### EXERCISE BRIEF
For the word "below", count the lines of the records that hold it, and give only that number.

### RECORDS FOR THIS EXERCISE
########################################

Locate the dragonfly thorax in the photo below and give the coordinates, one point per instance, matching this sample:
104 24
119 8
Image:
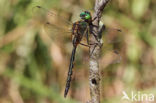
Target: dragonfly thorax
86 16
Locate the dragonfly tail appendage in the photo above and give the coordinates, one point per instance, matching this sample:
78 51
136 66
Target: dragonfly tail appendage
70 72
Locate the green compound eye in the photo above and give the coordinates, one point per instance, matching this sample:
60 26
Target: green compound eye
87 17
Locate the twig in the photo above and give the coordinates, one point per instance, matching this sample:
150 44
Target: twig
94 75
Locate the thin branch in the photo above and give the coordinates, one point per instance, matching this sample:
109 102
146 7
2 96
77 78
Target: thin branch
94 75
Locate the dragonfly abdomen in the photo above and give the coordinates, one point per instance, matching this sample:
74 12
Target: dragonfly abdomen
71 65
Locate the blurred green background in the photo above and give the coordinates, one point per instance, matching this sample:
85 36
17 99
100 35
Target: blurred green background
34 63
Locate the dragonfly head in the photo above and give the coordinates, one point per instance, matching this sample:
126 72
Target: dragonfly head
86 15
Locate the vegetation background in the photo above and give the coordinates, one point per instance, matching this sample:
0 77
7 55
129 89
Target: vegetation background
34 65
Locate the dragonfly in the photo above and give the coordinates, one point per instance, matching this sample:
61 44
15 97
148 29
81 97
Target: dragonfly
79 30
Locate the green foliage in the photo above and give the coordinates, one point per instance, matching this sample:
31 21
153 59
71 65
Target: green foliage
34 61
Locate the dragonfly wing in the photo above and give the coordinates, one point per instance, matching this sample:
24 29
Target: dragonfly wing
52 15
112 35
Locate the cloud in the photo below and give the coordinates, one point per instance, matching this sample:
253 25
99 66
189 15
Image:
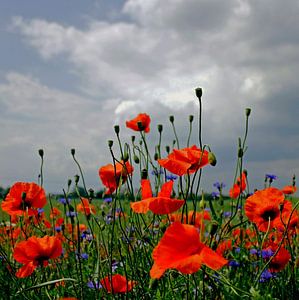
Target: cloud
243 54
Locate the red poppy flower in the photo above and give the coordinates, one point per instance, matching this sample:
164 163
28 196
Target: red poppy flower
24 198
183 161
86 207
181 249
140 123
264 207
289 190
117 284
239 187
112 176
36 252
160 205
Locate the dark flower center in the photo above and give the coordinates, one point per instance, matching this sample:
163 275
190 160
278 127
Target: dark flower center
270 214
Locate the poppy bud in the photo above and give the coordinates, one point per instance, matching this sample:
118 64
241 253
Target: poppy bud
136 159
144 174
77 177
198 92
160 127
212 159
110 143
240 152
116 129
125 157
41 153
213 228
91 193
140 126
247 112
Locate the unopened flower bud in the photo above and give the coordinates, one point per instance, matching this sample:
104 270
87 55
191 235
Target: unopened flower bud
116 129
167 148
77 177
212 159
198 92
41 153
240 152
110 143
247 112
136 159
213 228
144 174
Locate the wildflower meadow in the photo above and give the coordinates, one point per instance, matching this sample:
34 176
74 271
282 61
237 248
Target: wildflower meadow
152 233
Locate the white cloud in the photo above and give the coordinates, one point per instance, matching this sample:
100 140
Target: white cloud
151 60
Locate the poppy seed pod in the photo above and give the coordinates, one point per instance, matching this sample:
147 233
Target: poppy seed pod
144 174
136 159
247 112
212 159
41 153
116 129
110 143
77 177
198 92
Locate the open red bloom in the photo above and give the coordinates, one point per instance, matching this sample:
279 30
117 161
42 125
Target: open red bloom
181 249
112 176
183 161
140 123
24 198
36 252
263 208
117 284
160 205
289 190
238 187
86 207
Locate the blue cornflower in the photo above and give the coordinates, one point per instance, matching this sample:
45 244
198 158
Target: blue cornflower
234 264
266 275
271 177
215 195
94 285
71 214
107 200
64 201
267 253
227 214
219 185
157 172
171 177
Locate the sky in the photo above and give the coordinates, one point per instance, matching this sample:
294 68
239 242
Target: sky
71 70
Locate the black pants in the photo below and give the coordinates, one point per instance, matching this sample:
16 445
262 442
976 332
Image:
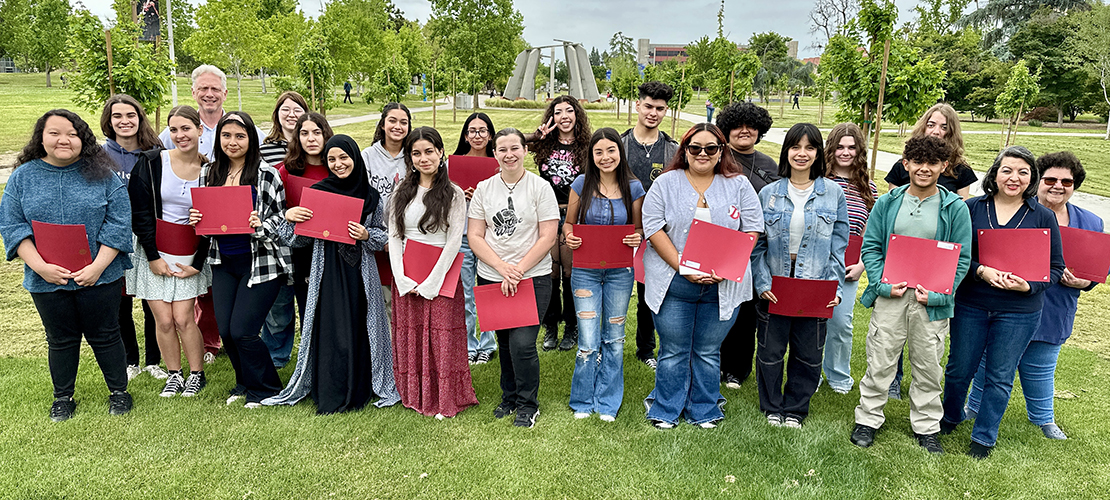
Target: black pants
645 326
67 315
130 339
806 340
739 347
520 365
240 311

########################################

### RESULT OF THIS TASK
3